Latest Posts

PENGADILAN KHUSUS PEMILIHAN UMUM

By 7:39:00 AM


       Pemilihan umum (Pemilu) merupakan sarana kedaulatan rakyat, dan sebagai salah satu prasyarat Negara Demokrasi, maka alangkah baiknya jika Pengadilan Khusus Pemilu merupakan bagian terpenting dalam mengawal proses demokrasi. Karena peradilan khusus pemilu merupakan sebuah ius constituendum (cita hukum) yang tujuannya untuk memproteksi hak konstitutional warga negara dan peserta pemilihan umum, untuk memberikan ruang hukum kepada pihak-pihak yang dirugikan dalam penyelenggaraan Pemilu untuk mendapatkan kepastian hukum dalam kehidupan negara demokrasi, sekaligus sebagai upaya untuk mempercepat penyelesaian sengketa atau kasus-kasus selama proses pemilihan umum berlangsung.
       Gagasan Pengadilan Khusus Pemilu sebenarnya merupakan salah satu komponen terpenting dalam azas-azas penyelengaran pemilu diantaranya adalah “kepastian hukum”. Dalam konteks kepastian hukum, adalah bahwa antara penyelenggara pemilu, pengawas pemilu, pemantau pemilu dan peserta pemilu menerima secara baik dari proses tahapan, program dan jadwal waktu penyelenggaran pemilu. Apabila ada pihak-pihak yang belum puas atas hasil kerja yang diberikan oleh Komisi Pemilihan Umum sebagai Penyelenggara Pemilu, dapat mengajukan sengketanya di Pengadilan Khusus Pemilu.

__Data Tercatat__.

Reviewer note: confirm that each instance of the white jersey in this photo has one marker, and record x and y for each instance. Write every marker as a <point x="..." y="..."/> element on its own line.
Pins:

__Kumpulan Tugas__.
**1)** Menurut teks tentang pengadilan khusus pemilu, ke mana pihak yang belum puas atas hasil kerja Komisi Pemilihan Umum dapat mengajukan sengketanya?
**2)** Lanjutkan teks tentang pengadilan khusus pemilu mulai dari kalimat terakhirnya.

__Kunci Jawaban__.
**1)** Pihak tersebut dapat mengajukan sengketanya ke Pengadilan Khusus Pemilu.

**2)**
        Contoh kasus yang pernah menjadi persoalan misalnya, pada pemilu legislatif tahun 2009 yang lalu, yang dilaksanakan di Kepulauan Mentawai, Sumatera Barat, ada 5 (Lima) partai politik peserta pmilu dibatalkan sebagai peserta pemilu oleh KPU Kabupaten Mentawai. Pembatalan tersebut dilakukan 10 hari setelah hari pemungutan suara atau tepatnya pada saat proses rekapitulasi hasil pemilu dilakukan pada tingkat Kabupaten. KPU Kabupaten Mentawai beralasan bahwa partai yang bersangkutan terlambat menyerahkan rekening dana kampanye, sehingga layak untuk dibatalkan. Sementara Partai Persatuan Daerah (PPD), asalah satu dari lima partai yang dibatalkan merupakan partai yang memperoleh 3 (tiga) kursi untuk DPRD Kabupaten.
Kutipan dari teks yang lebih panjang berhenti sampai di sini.